### YOUR TASK
Revise the lines from the first one up to and including the one containing "[(334, 267), (146, 251), (381, 246)]", changing "blurred green leaf" to "out-of-focus green leaf" and keeping everything else the same.

[Lines from a dataset]
----------------
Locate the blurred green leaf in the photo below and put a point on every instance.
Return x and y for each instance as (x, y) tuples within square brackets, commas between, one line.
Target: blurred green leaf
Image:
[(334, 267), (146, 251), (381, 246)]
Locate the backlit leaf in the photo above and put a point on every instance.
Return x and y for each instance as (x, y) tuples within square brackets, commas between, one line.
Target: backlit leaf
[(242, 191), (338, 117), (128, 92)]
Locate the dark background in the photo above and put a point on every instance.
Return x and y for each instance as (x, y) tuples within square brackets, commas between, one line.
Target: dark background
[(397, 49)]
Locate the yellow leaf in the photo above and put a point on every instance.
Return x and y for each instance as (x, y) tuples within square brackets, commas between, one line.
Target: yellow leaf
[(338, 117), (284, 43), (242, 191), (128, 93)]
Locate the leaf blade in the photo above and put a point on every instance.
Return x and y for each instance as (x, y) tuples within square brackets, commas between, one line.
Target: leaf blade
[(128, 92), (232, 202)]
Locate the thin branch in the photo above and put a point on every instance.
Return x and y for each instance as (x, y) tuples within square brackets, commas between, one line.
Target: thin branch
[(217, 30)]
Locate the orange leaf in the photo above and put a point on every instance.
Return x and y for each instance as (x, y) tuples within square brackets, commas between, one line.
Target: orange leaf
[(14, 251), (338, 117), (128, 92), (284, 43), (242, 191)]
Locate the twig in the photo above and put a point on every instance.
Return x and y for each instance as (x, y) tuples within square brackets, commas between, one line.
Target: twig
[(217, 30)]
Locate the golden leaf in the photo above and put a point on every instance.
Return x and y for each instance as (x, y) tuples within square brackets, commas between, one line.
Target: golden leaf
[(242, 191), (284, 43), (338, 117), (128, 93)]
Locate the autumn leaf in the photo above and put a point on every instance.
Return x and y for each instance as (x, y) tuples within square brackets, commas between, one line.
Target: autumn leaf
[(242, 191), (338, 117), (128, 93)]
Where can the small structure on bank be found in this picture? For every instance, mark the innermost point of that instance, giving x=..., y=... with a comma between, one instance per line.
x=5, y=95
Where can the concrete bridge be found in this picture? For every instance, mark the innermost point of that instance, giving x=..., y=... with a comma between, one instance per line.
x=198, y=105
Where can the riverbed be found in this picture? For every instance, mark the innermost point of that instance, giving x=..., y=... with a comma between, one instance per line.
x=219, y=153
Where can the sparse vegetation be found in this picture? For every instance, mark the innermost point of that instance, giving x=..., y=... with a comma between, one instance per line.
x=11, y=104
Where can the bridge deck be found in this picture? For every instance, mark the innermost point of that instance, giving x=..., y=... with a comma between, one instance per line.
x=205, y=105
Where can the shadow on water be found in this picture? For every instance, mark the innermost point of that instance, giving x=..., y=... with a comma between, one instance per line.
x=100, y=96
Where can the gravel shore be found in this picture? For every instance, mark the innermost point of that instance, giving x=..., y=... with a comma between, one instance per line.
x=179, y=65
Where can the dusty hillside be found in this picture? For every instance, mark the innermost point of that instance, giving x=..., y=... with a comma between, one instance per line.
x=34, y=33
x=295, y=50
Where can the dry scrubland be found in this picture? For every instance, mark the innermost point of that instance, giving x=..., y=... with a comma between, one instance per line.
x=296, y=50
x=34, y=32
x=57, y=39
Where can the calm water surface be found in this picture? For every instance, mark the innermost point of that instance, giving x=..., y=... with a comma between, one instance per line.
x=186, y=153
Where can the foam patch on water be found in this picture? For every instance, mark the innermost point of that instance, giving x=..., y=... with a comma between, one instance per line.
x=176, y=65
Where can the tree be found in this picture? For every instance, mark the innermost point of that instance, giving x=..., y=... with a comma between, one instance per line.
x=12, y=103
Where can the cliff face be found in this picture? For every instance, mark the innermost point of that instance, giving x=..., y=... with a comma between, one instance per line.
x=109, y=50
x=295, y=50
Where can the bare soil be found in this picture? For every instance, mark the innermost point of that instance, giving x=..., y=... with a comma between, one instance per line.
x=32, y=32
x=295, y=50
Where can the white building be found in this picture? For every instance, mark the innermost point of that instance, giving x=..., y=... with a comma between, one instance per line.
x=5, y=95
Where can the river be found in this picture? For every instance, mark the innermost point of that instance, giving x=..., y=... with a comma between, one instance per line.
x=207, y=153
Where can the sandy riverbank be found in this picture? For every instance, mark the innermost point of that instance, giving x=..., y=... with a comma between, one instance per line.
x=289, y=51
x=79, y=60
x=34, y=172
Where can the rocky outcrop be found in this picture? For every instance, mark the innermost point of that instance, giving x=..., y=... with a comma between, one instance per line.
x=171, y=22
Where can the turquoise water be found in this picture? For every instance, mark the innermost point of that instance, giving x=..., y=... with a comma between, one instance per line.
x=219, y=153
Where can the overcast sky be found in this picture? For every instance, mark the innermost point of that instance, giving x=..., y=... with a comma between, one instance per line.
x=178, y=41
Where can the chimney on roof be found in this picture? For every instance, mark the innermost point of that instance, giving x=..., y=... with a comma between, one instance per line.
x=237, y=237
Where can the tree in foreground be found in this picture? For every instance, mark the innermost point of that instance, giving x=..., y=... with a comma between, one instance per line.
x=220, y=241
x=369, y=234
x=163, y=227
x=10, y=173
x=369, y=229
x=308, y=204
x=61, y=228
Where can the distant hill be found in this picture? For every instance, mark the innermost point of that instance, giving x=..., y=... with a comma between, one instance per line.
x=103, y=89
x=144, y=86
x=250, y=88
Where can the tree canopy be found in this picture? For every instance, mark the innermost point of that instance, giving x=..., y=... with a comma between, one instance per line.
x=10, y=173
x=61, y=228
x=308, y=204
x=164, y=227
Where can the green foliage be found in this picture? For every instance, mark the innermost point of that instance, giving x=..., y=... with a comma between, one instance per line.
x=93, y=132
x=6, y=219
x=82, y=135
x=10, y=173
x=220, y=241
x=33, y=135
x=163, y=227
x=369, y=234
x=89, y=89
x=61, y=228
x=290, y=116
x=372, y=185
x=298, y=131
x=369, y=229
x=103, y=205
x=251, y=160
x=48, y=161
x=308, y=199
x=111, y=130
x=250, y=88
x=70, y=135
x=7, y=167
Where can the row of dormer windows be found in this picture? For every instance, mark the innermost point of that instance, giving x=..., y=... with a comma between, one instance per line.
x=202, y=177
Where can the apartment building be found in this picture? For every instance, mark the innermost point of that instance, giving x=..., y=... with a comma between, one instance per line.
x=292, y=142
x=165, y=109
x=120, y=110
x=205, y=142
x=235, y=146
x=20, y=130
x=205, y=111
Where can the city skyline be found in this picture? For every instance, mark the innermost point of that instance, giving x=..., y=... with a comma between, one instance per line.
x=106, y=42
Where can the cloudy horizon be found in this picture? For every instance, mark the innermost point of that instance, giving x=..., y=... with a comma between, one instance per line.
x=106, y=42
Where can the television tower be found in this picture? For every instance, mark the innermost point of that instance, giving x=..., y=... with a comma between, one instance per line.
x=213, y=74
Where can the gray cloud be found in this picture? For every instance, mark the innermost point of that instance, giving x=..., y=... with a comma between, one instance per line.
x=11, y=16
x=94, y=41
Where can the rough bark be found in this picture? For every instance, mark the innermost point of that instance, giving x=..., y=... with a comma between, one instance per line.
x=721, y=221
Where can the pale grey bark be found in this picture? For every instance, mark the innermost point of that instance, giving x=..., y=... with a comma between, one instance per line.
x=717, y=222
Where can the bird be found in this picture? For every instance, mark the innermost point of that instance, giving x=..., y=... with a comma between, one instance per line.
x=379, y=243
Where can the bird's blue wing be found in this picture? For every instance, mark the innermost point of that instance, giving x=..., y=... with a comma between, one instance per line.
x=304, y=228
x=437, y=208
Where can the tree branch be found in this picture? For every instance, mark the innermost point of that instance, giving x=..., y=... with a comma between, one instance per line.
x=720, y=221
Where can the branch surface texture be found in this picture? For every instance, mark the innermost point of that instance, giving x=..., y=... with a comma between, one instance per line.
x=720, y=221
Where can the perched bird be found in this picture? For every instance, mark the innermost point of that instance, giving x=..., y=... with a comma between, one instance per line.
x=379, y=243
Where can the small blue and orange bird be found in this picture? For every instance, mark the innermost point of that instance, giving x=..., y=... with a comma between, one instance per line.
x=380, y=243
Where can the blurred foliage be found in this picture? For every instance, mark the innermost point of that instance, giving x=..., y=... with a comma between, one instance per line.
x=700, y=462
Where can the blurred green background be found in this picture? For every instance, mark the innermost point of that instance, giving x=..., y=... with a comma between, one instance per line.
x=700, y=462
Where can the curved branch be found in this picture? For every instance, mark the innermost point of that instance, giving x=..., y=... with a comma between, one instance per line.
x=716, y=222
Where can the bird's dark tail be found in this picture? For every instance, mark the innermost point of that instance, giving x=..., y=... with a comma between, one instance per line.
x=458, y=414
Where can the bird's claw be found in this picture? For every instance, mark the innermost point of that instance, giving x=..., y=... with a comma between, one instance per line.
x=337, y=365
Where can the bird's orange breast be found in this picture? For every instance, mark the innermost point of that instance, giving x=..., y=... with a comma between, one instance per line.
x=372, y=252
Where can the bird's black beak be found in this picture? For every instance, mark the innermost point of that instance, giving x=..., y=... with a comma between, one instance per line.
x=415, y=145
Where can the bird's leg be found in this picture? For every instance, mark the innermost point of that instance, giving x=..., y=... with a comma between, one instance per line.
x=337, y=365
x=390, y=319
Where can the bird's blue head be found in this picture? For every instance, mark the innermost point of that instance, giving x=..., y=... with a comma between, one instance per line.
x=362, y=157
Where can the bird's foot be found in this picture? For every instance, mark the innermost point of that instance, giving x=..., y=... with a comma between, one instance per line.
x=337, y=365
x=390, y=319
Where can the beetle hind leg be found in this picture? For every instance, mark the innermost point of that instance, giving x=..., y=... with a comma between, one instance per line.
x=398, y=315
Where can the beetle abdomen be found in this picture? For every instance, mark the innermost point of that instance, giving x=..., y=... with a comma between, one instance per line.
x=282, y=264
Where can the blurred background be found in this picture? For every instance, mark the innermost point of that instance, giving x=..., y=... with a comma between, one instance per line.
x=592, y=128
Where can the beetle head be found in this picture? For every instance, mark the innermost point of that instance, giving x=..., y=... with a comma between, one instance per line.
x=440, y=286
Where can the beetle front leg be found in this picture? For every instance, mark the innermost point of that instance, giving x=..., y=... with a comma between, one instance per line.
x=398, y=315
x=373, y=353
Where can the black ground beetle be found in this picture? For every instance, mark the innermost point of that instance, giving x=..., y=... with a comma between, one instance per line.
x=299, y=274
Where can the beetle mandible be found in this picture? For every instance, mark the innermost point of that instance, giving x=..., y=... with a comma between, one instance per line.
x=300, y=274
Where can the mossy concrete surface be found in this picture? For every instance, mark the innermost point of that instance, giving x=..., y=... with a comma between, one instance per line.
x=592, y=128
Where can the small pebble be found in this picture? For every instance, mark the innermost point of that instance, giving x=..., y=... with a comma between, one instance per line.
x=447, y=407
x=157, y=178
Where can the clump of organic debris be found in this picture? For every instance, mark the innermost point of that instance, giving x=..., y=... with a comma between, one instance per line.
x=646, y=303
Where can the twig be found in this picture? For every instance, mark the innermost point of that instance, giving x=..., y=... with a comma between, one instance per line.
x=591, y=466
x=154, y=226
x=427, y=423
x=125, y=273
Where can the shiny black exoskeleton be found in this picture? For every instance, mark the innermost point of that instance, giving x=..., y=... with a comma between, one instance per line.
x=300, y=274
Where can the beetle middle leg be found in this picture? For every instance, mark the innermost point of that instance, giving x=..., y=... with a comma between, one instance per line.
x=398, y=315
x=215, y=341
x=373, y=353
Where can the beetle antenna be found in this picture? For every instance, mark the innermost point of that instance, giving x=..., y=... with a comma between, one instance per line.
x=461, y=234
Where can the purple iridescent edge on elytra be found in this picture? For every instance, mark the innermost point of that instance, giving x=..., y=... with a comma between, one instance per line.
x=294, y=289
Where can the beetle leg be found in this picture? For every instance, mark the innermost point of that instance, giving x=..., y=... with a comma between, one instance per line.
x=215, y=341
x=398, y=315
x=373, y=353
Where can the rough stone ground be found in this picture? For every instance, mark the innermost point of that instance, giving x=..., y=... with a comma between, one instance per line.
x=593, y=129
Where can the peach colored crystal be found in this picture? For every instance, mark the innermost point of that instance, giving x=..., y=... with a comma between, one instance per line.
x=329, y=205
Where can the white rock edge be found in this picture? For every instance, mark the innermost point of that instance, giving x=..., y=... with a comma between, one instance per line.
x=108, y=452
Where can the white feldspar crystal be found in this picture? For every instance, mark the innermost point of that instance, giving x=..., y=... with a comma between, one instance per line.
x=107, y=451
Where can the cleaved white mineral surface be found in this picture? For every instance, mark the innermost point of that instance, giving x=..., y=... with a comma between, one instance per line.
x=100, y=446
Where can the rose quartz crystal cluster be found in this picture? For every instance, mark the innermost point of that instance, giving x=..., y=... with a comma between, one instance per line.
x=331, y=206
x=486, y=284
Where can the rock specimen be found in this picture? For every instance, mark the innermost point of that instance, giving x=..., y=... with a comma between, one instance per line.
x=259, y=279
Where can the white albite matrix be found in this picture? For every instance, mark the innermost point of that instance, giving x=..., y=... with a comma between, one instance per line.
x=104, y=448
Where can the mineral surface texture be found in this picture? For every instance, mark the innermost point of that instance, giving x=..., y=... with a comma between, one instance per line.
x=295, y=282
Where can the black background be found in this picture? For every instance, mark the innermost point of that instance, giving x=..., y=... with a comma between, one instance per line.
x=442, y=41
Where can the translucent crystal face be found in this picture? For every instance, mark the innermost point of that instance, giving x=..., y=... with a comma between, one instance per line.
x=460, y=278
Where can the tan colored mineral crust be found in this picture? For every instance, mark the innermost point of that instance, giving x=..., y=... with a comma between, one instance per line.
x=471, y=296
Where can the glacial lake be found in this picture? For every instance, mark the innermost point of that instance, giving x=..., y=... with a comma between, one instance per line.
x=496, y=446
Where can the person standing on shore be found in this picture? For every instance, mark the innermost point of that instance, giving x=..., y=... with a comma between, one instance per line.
----------------
### TASK RESULT
Locate the out-of-focus green leaf in the photo below and put a point on every instance.
Return x and y for each instance as (x, y) tuples within square brackets, commas between, one line.
Target: out-of-focus green leaf
Image:
[(334, 267), (146, 251), (381, 246)]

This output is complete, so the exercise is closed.